* _TEKS SUMBER_
Bagikan:

JAKARTA - Hasil survei Kementerian Perhubungan yang menyebutkan ojek online (ojol) telah menjadi satu sumber pekerjaan utama yang menjadi tumpuan banyak orang di masa pandemi, dinilai bukan fenomena yang mengejutkan.

Ekonom dari Institute for Development of Economics and Finance (Indef) Nailul Huda mengatakan sektor transportasi, khususnya ojol saat ini memang menjadi salah satu pekerjaan yang banyak ditekuni oleh masyarakat di Indonesia.

"Hal itu dapat dilihat dari jumlah ojol di Indonesia yang sangat besar, lebih dari 4 juta mitra driver," kata Nailul dalam keterangannya, dikutip dari Antara, Kamis 13 Oktober.

Hasil survei Badan Kebijakan Transportasi Kementerian Perhubungan (Kemenhub) yang dirilis Oktober 2022, menunjukkan hampir 60 persen pengemudi ojek online bergabung menjadi pengemudi di masa pandemi atau dalam dua tahun terakhir. Survei bertajuk Persepsi Masyarakat Terhadap Penyesuaian Jasa Angkutan Ojek Online itu menyebut 54 persen responden pengemudi ojol menjadikan status driver ojol sebagai pekerjaan utama.

Seperti diketahui, ojol sudah menjadi moda transportasi konsumen dari rumah menuju ke pusat-pusat aktivitas seperti kantor, pusat perbelanjaan, dan sekolah. Moda transportasi ini dianggap lebih praktis dan lebih cepat dibandingkan angkutan umum lainnya.

Dari hasil survei menunjukkan bahwa sebanyak 37,29 persen responden pengguna ojol menyatakan menggunakan ojol dikarenakan lebih praktis, dan 32 persen responden lainnya menyatakan menggunakan ojol karena lebih cepat. Sedangkan responden sisanya menyatakan menggunakan ojol dikarenakan lokasi asal atau yang dituju belum dilalui kendaraan umum, dan alasan lainnya.

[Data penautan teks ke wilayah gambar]
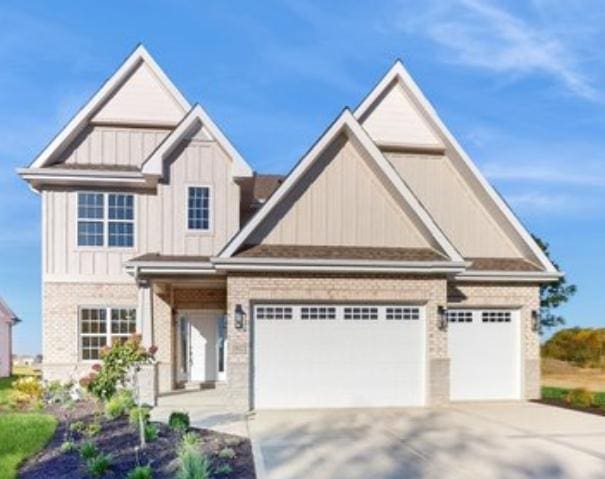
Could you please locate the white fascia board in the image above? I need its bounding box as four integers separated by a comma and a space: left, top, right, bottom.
454, 270, 565, 283
355, 60, 557, 273
30, 45, 191, 168
142, 104, 252, 177
219, 109, 463, 261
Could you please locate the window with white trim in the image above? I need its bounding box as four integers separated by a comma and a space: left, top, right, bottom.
386, 306, 420, 320
344, 306, 378, 320
77, 192, 134, 248
255, 306, 292, 319
447, 309, 473, 323
187, 186, 210, 231
79, 307, 137, 360
300, 306, 336, 319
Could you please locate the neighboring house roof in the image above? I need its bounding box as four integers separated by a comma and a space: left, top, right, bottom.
30, 45, 191, 168
219, 109, 462, 262
236, 244, 447, 261
354, 60, 558, 273
142, 104, 252, 177
0, 296, 21, 324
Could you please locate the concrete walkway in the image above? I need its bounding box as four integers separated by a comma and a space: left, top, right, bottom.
249, 403, 605, 479
151, 391, 248, 437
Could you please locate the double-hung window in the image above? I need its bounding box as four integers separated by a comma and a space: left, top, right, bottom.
79, 307, 137, 360
187, 186, 211, 231
78, 192, 134, 248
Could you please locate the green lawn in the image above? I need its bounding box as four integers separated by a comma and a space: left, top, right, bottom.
0, 413, 57, 479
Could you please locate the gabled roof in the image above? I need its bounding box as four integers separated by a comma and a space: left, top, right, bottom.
142, 104, 252, 177
30, 45, 191, 168
354, 60, 557, 273
219, 109, 463, 262
0, 296, 21, 324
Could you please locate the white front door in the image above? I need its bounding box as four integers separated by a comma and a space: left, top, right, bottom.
448, 309, 521, 401
187, 311, 224, 382
253, 304, 426, 409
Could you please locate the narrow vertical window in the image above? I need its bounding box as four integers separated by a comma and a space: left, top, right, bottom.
78, 193, 105, 246
107, 193, 134, 247
187, 186, 210, 231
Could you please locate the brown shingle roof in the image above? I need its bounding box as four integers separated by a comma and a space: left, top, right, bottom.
467, 258, 541, 271
236, 244, 446, 261
129, 253, 210, 263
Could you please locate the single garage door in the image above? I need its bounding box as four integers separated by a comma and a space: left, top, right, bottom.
448, 309, 521, 401
253, 304, 426, 409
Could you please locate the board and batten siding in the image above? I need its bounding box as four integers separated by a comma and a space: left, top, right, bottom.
385, 153, 523, 258
57, 126, 170, 167
250, 136, 430, 248
42, 140, 240, 281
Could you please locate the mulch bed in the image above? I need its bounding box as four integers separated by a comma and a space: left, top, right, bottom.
19, 401, 256, 479
532, 399, 605, 416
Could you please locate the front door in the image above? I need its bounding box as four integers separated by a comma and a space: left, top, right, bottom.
187, 311, 225, 382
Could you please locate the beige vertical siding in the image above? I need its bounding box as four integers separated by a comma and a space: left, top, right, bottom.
42, 140, 239, 280
251, 136, 429, 247
57, 126, 170, 167
362, 83, 442, 146
387, 153, 522, 258
93, 63, 186, 125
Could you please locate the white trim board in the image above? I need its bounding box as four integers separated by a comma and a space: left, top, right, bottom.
30, 45, 191, 168
219, 109, 463, 262
142, 103, 252, 177
354, 60, 557, 273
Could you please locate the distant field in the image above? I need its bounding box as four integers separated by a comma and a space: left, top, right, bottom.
542, 358, 605, 391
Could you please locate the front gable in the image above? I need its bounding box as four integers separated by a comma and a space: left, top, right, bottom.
220, 110, 461, 261
248, 133, 433, 248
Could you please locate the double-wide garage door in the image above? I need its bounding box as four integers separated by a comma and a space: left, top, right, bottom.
253, 304, 426, 409
448, 309, 521, 401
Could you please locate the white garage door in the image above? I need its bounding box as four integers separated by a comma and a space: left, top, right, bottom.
448, 309, 521, 401
253, 304, 426, 409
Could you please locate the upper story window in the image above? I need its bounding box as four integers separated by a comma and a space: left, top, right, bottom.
187, 186, 210, 231
78, 193, 134, 248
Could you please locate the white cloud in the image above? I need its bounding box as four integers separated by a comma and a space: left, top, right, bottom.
396, 0, 600, 101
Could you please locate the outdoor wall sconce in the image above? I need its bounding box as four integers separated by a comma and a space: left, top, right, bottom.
233, 304, 246, 330
531, 309, 540, 332
437, 306, 447, 331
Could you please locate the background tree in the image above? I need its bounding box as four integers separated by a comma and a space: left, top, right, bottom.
532, 235, 578, 332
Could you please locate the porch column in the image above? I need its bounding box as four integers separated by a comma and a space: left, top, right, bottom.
137, 279, 153, 348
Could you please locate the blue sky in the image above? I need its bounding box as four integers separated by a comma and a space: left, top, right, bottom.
0, 0, 605, 353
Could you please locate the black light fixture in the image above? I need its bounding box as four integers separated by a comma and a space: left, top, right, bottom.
233, 304, 246, 330
437, 305, 447, 331
531, 309, 540, 332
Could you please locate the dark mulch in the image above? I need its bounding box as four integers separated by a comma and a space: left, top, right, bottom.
533, 399, 605, 416
19, 401, 256, 479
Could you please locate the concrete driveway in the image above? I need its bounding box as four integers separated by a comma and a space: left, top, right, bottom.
249, 403, 605, 479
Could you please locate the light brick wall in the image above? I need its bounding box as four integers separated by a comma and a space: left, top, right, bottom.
448, 283, 540, 399
226, 274, 449, 409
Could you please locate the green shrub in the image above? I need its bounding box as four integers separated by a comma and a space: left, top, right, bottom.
145, 424, 159, 442
126, 466, 153, 479
128, 406, 151, 426
105, 389, 135, 419
168, 411, 189, 432
176, 447, 210, 479
80, 441, 99, 461
218, 447, 235, 460
84, 422, 101, 437
80, 335, 156, 400
86, 454, 112, 477
565, 388, 594, 407
214, 464, 233, 476
61, 441, 76, 453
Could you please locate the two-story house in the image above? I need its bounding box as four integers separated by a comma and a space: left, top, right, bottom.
19, 46, 560, 410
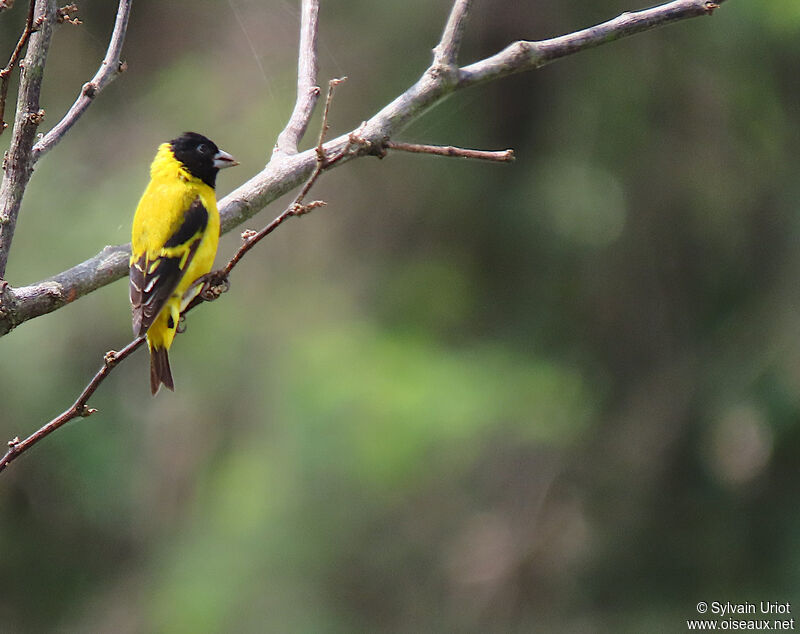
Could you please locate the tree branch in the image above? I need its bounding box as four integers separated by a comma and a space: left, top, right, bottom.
273, 0, 319, 154
0, 0, 56, 278
458, 0, 725, 88
0, 79, 348, 472
0, 337, 145, 471
33, 0, 133, 163
0, 0, 36, 134
383, 141, 514, 163
433, 0, 472, 69
0, 0, 724, 335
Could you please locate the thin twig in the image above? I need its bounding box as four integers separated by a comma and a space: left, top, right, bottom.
458, 0, 725, 88
0, 0, 56, 279
0, 337, 145, 471
33, 0, 133, 163
433, 0, 472, 69
273, 0, 319, 154
383, 141, 514, 163
220, 77, 350, 278
0, 0, 724, 336
0, 0, 36, 134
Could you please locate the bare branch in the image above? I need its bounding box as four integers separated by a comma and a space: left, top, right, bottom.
33, 0, 133, 163
0, 0, 724, 336
273, 0, 319, 154
459, 0, 725, 88
220, 78, 350, 278
0, 337, 145, 471
383, 141, 514, 163
433, 0, 472, 69
0, 0, 56, 278
0, 0, 36, 134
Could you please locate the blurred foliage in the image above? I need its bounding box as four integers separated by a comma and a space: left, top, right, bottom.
0, 0, 800, 634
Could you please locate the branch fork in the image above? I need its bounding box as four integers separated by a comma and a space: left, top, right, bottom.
0, 0, 724, 471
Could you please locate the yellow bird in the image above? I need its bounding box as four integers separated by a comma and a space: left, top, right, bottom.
130, 132, 239, 395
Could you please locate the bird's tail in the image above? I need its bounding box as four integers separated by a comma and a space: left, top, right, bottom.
150, 348, 175, 396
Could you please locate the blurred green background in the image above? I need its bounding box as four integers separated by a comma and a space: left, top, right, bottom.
0, 0, 800, 633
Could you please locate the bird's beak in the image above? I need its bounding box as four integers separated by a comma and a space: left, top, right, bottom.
214, 150, 239, 170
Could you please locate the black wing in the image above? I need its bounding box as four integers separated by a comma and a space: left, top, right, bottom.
130, 198, 208, 337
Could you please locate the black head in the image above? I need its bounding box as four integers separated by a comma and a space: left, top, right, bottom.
169, 132, 238, 188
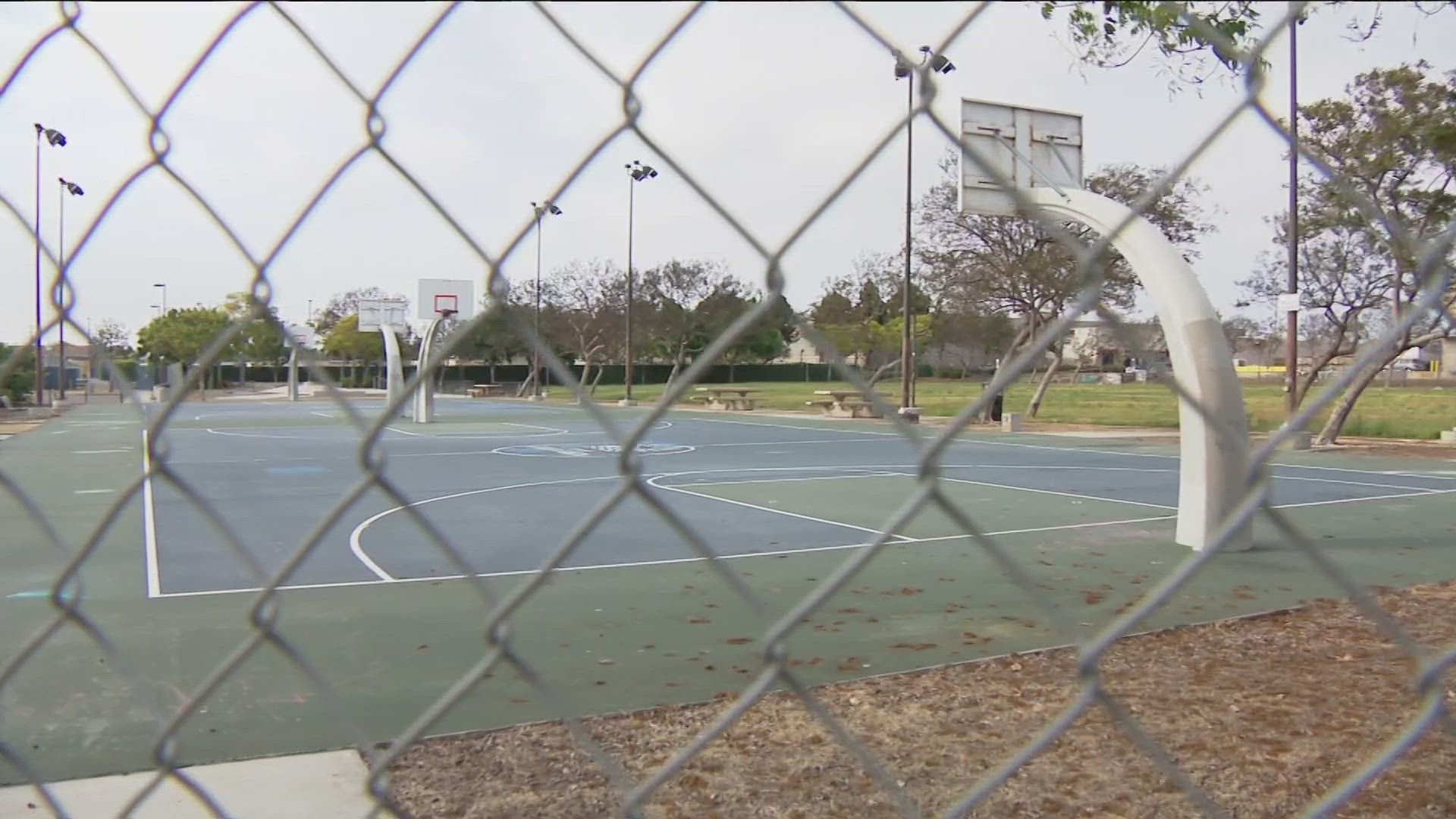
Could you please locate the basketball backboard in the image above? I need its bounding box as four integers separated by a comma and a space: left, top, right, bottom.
284, 324, 315, 348
416, 278, 475, 321
359, 299, 410, 332
958, 98, 1082, 215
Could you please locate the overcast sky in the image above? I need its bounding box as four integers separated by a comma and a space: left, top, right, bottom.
0, 3, 1456, 341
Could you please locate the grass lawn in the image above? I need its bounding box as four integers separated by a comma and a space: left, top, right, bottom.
556, 379, 1456, 438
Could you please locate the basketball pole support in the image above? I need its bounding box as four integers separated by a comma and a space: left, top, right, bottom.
378, 324, 405, 416
1022, 187, 1254, 551
413, 319, 444, 424
288, 343, 299, 400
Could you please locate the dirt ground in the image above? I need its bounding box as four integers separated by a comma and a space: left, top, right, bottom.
391, 583, 1456, 819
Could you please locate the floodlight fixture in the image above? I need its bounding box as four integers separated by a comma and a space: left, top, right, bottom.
628, 158, 657, 182
891, 46, 956, 413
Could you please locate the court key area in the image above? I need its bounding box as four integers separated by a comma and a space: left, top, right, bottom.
0, 397, 1456, 781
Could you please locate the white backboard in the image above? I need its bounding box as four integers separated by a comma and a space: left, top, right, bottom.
359, 299, 410, 332
415, 278, 475, 321
282, 324, 318, 347
959, 98, 1082, 215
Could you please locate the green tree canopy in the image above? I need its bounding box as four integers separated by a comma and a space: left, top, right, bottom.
136, 306, 230, 366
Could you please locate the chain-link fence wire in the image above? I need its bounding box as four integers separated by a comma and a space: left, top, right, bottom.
0, 3, 1456, 816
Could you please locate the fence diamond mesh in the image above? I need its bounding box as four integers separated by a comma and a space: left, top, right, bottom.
0, 3, 1456, 816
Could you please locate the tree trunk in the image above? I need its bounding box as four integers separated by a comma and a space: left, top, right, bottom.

* _KETENTUAN TUGAS_
a) Tuliskan semua angka persentase yang disebutkan dalam teks tentang ojek online.
b) Lanjutkan teks tentang ojek online setelah kalimat terakhirnya.
Data itu merupakan bahan tersendiri yang tidak berkaitan dengan teks sumber.

* _JAWABAN TIAP TUGAS_
a) hampir 60 persen, 54 persen, 37,29 persen, 32 persen

b)
Huda mengatakan sebagian besar masyarakat memilih pekerjaan sebagai driver ojol dikarenakan dari sisi waktu, pekerjaan ini sangat fleksibel. Para mitra driver bisa menentukan waktu bekerja dan target pendapatan sendiri. Akan tetapi masa pandemi semakin mendorong para driver ojol untuk lebih aktif dan lebih lama beroperasi untuk menjaga tingkat pendapatannya yang harus tergerus oleh dampak pandemi.

"Kenyataannya banyak dari driver yang bekerja antara 8-12 jam. Jika durasi bekerja sudah selama itu, maka bisa disebut mitra driver sudah menjadikan ojol sebagai pekerjaan utama," kata Huda.

Menurutnya, jika mayoritas yang disurvei oleh Kemenhub adalah yang telah bergabung menjadi pengemudi ojol sebelum pandemi, tentu jumlah driver yang menyatakan telah menjadikan driver ojol sebagai pekerjaan utama tentu persentasenya akan lebih besar lagi.

"Dari survei kami di tahun 2019, atau sebelum pandemi, sebagian besar responden sudah menjadikan driver ojol sebagai pekerjaan utama, apalagi sekarang," ungkap Huda.

Ia mengatakan sektor ojol ini memang mampu menyerap tenaga kerja yang tidak terbatas. Bahkan ketika pandemi Covid-19 melanda dan banyak terjadi pemutusan hubungan kerja (PHK), industri ojol mampu menyerap tenaga kerja dengan menawarkan kesempatan menjadi mitra driver.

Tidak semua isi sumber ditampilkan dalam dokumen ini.